_WHAT TO DO_
Extract all of the entries and give them again, word for word.

_GIVEN ENTRIES_
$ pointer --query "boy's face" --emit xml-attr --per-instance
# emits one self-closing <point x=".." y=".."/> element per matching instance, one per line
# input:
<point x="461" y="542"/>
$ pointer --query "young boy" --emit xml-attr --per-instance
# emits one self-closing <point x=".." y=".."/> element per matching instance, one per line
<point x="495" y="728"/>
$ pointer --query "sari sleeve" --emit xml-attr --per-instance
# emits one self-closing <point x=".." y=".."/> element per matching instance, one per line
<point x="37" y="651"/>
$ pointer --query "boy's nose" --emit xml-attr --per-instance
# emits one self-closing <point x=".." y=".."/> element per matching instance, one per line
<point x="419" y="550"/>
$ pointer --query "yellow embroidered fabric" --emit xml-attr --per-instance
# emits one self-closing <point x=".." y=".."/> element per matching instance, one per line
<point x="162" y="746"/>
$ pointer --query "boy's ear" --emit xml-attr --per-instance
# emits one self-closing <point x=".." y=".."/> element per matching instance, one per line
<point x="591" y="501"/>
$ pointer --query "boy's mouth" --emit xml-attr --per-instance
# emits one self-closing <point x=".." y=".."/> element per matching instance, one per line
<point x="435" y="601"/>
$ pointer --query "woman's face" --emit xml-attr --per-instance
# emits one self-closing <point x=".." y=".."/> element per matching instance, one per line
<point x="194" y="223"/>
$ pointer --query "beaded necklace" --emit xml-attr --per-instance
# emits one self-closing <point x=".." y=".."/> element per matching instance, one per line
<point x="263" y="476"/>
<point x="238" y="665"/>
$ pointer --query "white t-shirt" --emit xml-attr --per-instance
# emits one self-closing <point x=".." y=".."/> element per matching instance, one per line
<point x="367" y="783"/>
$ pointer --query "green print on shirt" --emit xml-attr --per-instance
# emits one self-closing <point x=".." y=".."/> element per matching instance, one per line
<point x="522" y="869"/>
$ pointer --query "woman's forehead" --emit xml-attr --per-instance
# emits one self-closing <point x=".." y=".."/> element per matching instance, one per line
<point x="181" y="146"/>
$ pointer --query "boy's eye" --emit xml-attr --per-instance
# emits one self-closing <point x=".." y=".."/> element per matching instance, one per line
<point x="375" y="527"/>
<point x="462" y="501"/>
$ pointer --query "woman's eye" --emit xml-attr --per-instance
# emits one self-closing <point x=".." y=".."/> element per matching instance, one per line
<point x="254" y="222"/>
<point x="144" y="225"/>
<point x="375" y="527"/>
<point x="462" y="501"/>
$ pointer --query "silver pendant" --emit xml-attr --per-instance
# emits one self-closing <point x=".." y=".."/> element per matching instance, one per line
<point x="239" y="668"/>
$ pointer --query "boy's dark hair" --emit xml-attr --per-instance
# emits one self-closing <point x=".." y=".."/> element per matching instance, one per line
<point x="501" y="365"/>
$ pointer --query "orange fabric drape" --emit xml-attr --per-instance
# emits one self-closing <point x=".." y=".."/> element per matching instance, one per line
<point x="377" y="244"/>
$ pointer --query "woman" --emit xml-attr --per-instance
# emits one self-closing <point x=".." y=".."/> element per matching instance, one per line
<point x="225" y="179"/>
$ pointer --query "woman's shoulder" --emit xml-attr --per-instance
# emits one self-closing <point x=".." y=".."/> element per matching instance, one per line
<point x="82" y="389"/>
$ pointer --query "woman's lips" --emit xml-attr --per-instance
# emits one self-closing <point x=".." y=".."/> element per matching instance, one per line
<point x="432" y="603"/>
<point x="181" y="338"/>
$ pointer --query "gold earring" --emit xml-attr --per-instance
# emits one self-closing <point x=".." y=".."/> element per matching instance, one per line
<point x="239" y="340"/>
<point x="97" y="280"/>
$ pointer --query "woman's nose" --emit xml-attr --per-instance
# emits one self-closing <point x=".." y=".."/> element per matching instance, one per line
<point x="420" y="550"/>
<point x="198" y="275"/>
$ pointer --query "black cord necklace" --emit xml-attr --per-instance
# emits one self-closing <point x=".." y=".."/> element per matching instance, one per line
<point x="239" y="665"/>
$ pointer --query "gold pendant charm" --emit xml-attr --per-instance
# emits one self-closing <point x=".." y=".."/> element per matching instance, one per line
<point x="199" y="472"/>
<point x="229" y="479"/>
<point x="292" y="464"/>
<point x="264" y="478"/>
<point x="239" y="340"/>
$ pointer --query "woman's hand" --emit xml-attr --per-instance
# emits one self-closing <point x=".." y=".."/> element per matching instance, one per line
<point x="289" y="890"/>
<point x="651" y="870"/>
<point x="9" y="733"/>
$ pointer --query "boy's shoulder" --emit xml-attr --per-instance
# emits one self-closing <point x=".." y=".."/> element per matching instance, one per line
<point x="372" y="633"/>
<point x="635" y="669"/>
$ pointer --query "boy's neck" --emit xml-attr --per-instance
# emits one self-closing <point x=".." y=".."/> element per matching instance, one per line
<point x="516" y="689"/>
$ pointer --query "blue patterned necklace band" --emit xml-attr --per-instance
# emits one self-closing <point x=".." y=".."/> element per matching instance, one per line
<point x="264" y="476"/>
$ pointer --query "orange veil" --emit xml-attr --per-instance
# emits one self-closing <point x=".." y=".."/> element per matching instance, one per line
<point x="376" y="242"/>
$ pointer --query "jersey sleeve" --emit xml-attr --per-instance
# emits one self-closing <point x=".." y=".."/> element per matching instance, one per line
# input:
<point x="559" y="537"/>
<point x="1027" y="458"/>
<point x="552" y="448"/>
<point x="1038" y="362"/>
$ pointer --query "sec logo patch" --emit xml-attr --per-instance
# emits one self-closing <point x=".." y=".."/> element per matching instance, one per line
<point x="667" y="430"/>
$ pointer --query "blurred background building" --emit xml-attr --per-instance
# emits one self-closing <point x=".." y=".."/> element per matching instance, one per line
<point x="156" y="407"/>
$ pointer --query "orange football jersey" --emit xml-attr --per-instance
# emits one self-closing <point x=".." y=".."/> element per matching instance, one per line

_RESPONSE BELOW_
$ pointer --query "boy's face" --emit xml-attr --per-instance
# emits one self-closing <point x=".." y=".."/> element per matching instance, one per line
# input:
<point x="461" y="542"/>
$ pointer --query "young boy" --emit xml-attr --per-instance
# emits one self-closing <point x=".." y=".."/> element per matching instance, one per line
<point x="495" y="728"/>
$ pointer --query "sari sleeve" --emit xml-attr --per-instance
# emits one self-closing <point x=".." y=".."/> element per matching instance, one per line
<point x="37" y="651"/>
$ pointer --query "boy's nose" --emit xml-attr --per-instance
# emits one self-closing <point x=".." y=".."/> element per matching instance, one per line
<point x="419" y="550"/>
$ pointer --query "yellow embroidered fabric" --emit xml-attr --per-instance
# emits one self-closing <point x=".." y=".."/> element per matching instance, one per line
<point x="162" y="746"/>
$ pointer --query "boy's ear" --emit xml-attr --per-instance
# emits one self-closing <point x=".." y=".."/> element per matching instance, one per line
<point x="591" y="501"/>
$ pointer --query "boy's mouth" --emit xml-attr --per-instance
# emits one self-closing <point x=".." y=".."/> element per matching instance, one per line
<point x="435" y="601"/>
$ pointer --query "woman's face" --emit xml-attr --per-instance
# emits one self-closing <point x=".." y=".."/> element per matching instance, one per line
<point x="194" y="223"/>
$ pointer --query "beaded necklace" --emit xml-attr --per-instance
# emits one self-closing <point x=".." y=".."/> element per matching instance, one per line
<point x="263" y="476"/>
<point x="238" y="665"/>
$ pointer --query "white t-shirt" --emit xml-attr --per-instance
# emits one self-closing <point x=".." y=".."/> element per matching instance, one per line
<point x="367" y="783"/>
$ pointer --query "green print on shirt" --emit xml-attr --per-instance
# emits one self-closing <point x=".." y=".."/> element per matching instance, one per line
<point x="522" y="869"/>
$ pointer --query "woman's forehead" --emit xml-attr --per-instance
# emits one self-closing <point x=".." y=".."/> element per matching instance, one per line
<point x="181" y="146"/>
$ pointer --query "boy's eye" --emit xml-attr --per-instance
# emits one self-closing <point x=".." y=".."/> element per matching instance, one per line
<point x="375" y="527"/>
<point x="462" y="501"/>
$ pointer --query "woman's eye" --emit xml-attr --per-instance
# emits one self-closing <point x=".." y=".."/> element per matching instance, one per line
<point x="254" y="222"/>
<point x="144" y="225"/>
<point x="375" y="527"/>
<point x="462" y="501"/>
$ pointer --query "silver pendant" --emit xml-attr --per-instance
# emits one self-closing <point x=".." y=".."/> element per matching instance, one per line
<point x="239" y="668"/>
$ pointer --query "boy's dark hair" --emit xml-attr --per-instance
# emits one self-closing <point x=".." y=".."/> element per matching instance, one per line
<point x="501" y="365"/>
$ pointer --query "orange fabric drape" --emit xml-attr --per-instance
# emits one self-closing <point x=".." y=".."/> element per matching instance, one per line
<point x="377" y="244"/>
$ pointer --query "woman" --emit xml-attr --per-instance
# emits one self-closing <point x=".." y=".."/> element per matching instance, one per line
<point x="225" y="179"/>
$ pointer --query "woman's shoulder" --emit xml-attr --per-instance
# emits one self-closing <point x=".." y=".."/> element per matching instance, one per line
<point x="82" y="389"/>
$ pointer --query "woman's lips" --emit xml-attr --per-instance
# emits one self-closing <point x=".." y=".."/> element per matching instance, one per line
<point x="432" y="603"/>
<point x="181" y="338"/>
$ pointer --query "gold earring" --emit xml-attr --per-instance
# emits one self-closing <point x=".." y=".."/> element per matching instance, one per line
<point x="239" y="340"/>
<point x="97" y="280"/>
$ pointer --query "woman's nose" --emit xml-attr --per-instance
# emits one self-closing <point x=".." y=".."/> element per matching instance, one per line
<point x="420" y="550"/>
<point x="198" y="275"/>
$ pointer --query "black cord necklace" --emit xml-attr --per-instance
# emits one self-closing <point x=".." y=".."/> element per matching instance, one per line
<point x="239" y="665"/>
$ pointer --query "gold pendant charm" --emit xml-attr --per-instance
# emits one self-closing <point x=".." y=".."/> element per matching instance, one per line
<point x="199" y="472"/>
<point x="229" y="479"/>
<point x="292" y="464"/>
<point x="264" y="478"/>
<point x="239" y="340"/>
$ pointer --query "woman's hand" --emit xml-attr --per-instance
# emits one self-closing <point x=".." y=".."/> element per matching instance, one per line
<point x="289" y="890"/>
<point x="651" y="870"/>
<point x="9" y="733"/>
$ pointer --query "boy's shoulder" --emit xml-attr --per-instance
# emits one self-closing <point x=".." y=".."/> element per matching instance, one per line
<point x="372" y="633"/>
<point x="635" y="669"/>
$ pointer --query "boy's neck" --emit xml-attr --per-instance
# emits one self-closing <point x=".." y=".."/> element per matching instance, one per line
<point x="516" y="689"/>
$ pointer --query "blue patterned necklace band" --emit xml-attr --per-instance
# emits one self-closing <point x=".." y=".."/> element per matching instance, one per line
<point x="264" y="476"/>
$ pointer --query "orange veil" --emit xml-attr --per-instance
# emits one self-closing <point x=".." y=".."/> element per matching instance, one per line
<point x="376" y="242"/>
$ pointer --query "jersey sleeve" --emit xml-attr --per-instance
# emits one self-closing <point x=".." y=".."/> element per matching instance, one per line
# input:
<point x="559" y="537"/>
<point x="1027" y="458"/>
<point x="552" y="448"/>
<point x="1038" y="362"/>
$ pointer --query "sec logo patch" --emit xml-attr --per-instance
# emits one self-closing <point x=".." y=".."/> element per matching instance, one per line
<point x="667" y="430"/>
$ pointer --query "blurred background building" --emit xml-attr --per-instance
# emits one self-closing <point x=".." y=".."/> element per matching instance, one per line
<point x="156" y="407"/>
$ pointer --query "orange football jersey" --emit xml-attr --per-instance
# emits one self-closing <point x=".." y=".."/> element per matching instance, one per line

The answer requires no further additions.